* INPUT DATA *

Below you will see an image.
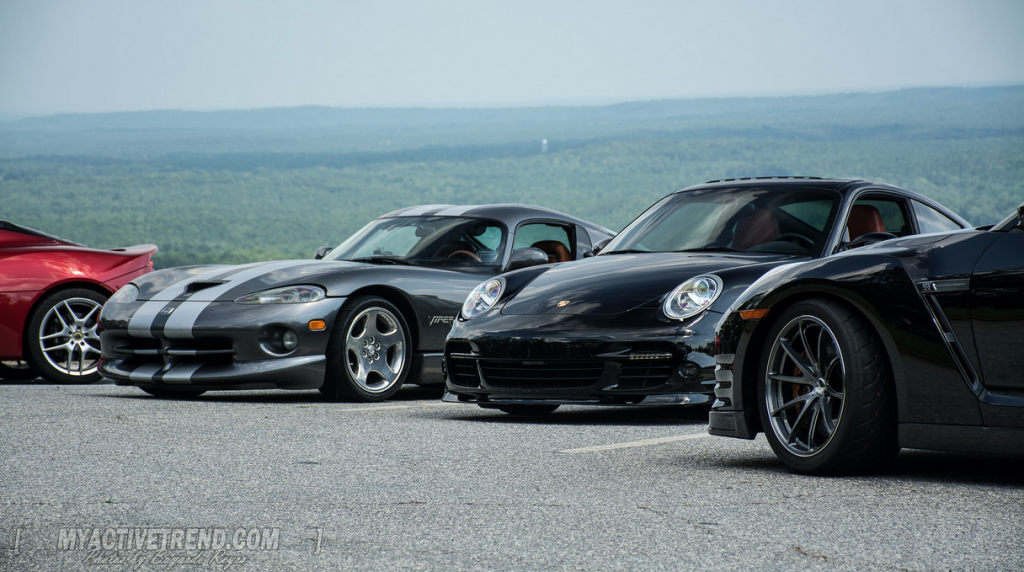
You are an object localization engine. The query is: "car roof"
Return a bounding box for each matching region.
[378,203,613,234]
[673,176,970,214]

* PROBLEM REQUIREMENTS *
Copy every line of the records above again, requests included, and raise each bounding-box coordinate in the answers by 102. Leave the pictures out.

* WRITTEN SOLUTION *
Below you will see an image.
You are an object localization engine. The query is: "car roof"
Return a bounding box for each matching region.
[480,305,715,336]
[775,278,1072,316]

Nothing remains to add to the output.